* START *

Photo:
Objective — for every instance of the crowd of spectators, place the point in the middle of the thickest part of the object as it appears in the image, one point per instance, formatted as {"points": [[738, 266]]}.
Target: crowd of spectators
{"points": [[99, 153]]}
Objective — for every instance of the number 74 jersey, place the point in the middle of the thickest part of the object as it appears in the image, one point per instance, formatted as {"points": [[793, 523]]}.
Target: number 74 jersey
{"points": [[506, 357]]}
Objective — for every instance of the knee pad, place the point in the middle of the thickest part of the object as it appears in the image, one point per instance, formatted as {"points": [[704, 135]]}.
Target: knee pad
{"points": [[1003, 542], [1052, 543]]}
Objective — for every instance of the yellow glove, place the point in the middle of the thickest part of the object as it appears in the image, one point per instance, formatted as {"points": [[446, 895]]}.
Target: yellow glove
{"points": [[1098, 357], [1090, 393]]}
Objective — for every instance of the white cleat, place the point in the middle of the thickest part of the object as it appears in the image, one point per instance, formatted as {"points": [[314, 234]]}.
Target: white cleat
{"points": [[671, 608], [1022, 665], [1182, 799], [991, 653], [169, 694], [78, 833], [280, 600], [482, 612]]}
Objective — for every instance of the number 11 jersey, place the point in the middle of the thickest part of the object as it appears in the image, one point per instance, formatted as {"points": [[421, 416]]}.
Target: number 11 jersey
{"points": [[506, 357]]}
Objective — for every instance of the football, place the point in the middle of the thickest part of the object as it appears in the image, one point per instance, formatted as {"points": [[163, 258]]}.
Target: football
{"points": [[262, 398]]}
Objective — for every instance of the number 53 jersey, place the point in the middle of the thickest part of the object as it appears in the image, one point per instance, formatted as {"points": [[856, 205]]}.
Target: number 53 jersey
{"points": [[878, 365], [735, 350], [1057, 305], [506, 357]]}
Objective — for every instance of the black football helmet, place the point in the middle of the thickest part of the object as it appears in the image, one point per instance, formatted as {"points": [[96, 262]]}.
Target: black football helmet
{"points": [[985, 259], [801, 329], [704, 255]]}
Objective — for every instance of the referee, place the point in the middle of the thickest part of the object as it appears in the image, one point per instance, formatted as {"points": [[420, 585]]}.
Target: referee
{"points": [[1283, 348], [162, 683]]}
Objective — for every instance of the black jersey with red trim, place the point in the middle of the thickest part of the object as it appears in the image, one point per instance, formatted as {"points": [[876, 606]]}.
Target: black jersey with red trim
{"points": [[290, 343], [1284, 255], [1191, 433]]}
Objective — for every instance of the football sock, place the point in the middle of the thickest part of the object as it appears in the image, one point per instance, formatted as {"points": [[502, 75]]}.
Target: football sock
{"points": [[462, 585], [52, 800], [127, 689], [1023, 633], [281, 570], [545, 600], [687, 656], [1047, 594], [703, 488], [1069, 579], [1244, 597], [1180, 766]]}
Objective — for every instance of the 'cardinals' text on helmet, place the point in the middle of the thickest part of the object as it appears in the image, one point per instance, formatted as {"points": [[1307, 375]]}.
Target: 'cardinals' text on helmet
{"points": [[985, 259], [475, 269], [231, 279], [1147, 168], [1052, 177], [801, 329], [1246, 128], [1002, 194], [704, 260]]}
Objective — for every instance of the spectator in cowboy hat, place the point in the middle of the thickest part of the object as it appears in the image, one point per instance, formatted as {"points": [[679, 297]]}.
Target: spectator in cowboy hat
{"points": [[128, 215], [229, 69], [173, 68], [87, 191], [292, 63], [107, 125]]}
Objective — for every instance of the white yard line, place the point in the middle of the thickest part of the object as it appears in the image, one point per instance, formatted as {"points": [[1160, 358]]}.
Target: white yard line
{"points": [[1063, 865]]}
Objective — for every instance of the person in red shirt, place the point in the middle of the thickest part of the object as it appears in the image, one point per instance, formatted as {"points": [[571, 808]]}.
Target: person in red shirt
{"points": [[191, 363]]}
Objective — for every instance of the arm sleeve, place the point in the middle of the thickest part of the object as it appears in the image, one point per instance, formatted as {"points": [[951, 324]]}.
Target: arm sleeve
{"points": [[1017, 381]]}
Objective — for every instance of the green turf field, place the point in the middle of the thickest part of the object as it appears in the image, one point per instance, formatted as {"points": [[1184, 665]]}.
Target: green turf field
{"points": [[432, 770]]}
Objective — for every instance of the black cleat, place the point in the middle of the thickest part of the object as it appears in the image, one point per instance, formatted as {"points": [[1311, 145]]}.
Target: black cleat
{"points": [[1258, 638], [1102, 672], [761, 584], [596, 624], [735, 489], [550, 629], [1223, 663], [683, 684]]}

* END *

## PROBLEM TO WORK ON
Reproduce the listing above in full, substituting "widest part" for every occurrence of "thickest part" and leaving everything else unchanged.

## COMPLETE OUTPUT
Photo:
Objective — for every instance of the crowd of spectators, place the point in the middle of the widest part of the object as it appears in the image, one point per instance, formatted as {"points": [[738, 266]]}.
Target: crowd of spectators
{"points": [[99, 153]]}
Objective — for every instance of the number 74 jersey, place the point in the middle of the widest part of the object as it appears in the image, one point per instance, formatted as {"points": [[793, 523]]}.
Target: number 74 jersey
{"points": [[506, 357]]}
Objective — for every instance of the knee pad, place the point in the middle of the widest part of the object as it appears in the image, one point per instance, formatted as {"points": [[704, 135]]}.
Target: knee pad
{"points": [[1003, 542], [1052, 543]]}
Objective — for every instance of the yellow glove, place the point in the middle of the widest part of the object as it appears in the image, one point per instance, formatted as {"points": [[446, 895]]}.
Target: yellow glove
{"points": [[1098, 357], [1090, 393]]}
Objective — for every instance of the white cleat, place the point in the middle of the widest part of the object as it appears in the image, one point per instance, formatted as {"points": [[314, 234]]}.
Target: white cleat
{"points": [[671, 608], [1022, 665], [1182, 799], [991, 653], [169, 694], [78, 833], [280, 600], [482, 612]]}
Objective — for every instance of the number 11 jersey, place the point in the middle of the widest part of the object as it appears in the image, one point per instance, formatted as {"points": [[421, 416]]}.
Target: number 11 jersey
{"points": [[506, 357]]}
Objective — for every instance of the football, place the point in the middle of the widest part of the object as it appears in the image, one point per instance, formatted as {"points": [[163, 258]]}.
Target: football
{"points": [[262, 398]]}
Objective — for every instance of the number 53 jersey, place the point in the middle of the widest part of the object as it appears in the image, one point per instance, formatted as {"points": [[856, 205]]}.
Target: number 53 jersey
{"points": [[878, 365], [735, 350], [1057, 305], [506, 357]]}
Objective — for every instance of the black football helmet, place the point in the middle of the widest part of the object as it appears in the image, one point per instance, formatted as {"points": [[96, 262]]}.
Target: black football helmet
{"points": [[985, 259], [801, 329], [704, 255]]}
Objective — for every instance of the referee, place the point in the middle of the widest part of the object as it appears in the image, one point per instance, formatted as {"points": [[420, 585]]}.
Target: referee
{"points": [[1283, 348], [162, 683]]}
Objective — for every instance of the black jersey with red trim, place the point in the middle of the widest part of the object as it appears in the image, one point per instance, formatted as {"points": [[876, 606]]}.
Target: black jersey with red trim
{"points": [[290, 343], [1284, 255], [1191, 433]]}
Objective — for every instance of the football sock, place the point in the middle of the widest part of the object as it appears in the image, one point per instance, formatted as {"points": [[502, 75]]}.
Target: football sock
{"points": [[462, 585], [52, 800], [127, 689], [1023, 633], [281, 570], [545, 600], [687, 656], [1047, 594], [703, 488], [1069, 579], [1244, 597], [1180, 766]]}
Objective — for every instance of the 'cardinals' text on helmet, place the point in the middle of the widest part of the object as it appears in the image, one point per instance, formatted as {"points": [[1307, 375]]}.
Target: 'cardinals' text on helmet
{"points": [[985, 259], [475, 269], [231, 279], [1147, 168], [1052, 177], [801, 329], [1246, 128], [1002, 194], [704, 260]]}
Objective — for every instance of the spectator in cowboy hat, place the point in the middle of the widest part of the object as it appears in the image, one point per instance, formatted as {"points": [[679, 297]]}.
Target: spectator in cowboy hat
{"points": [[128, 215], [229, 69], [173, 68], [87, 191], [292, 63], [107, 125]]}
Objective — for every instance of the white yard line, place the point in the middle of the widest part of the object as it appears in the image, one point per instance, formatted as {"points": [[1160, 358]]}.
Target: white yard line
{"points": [[1063, 865]]}
Objective — for every instance of the person in red shirt, place the point in the middle of the widest part of the object as it appears in the image, one point per instance, formatted as {"points": [[571, 808]]}.
Target: person in red shirt
{"points": [[191, 363]]}
Objective — for every instance of the arm sleeve, place the point in the middle of the widest part of the object as it appears in the image, one point per instance, formatted as {"points": [[951, 324]]}.
Target: arm sleeve
{"points": [[1017, 381]]}
Objective — for every instance of the green turf field, place the point in the middle of the widest part of the object as it appears in the image, one point per instance, formatted as {"points": [[1184, 665]]}.
Target: green turf field
{"points": [[432, 770]]}
Objective — for every instance of the black cleat, place the point in the middle of the widest part of the object as it appears in the image, one point per instance, formatted as {"points": [[1311, 145]]}.
Target: black cleat
{"points": [[1258, 638], [1102, 672], [761, 584], [596, 624], [735, 489], [550, 629], [1223, 663], [683, 684]]}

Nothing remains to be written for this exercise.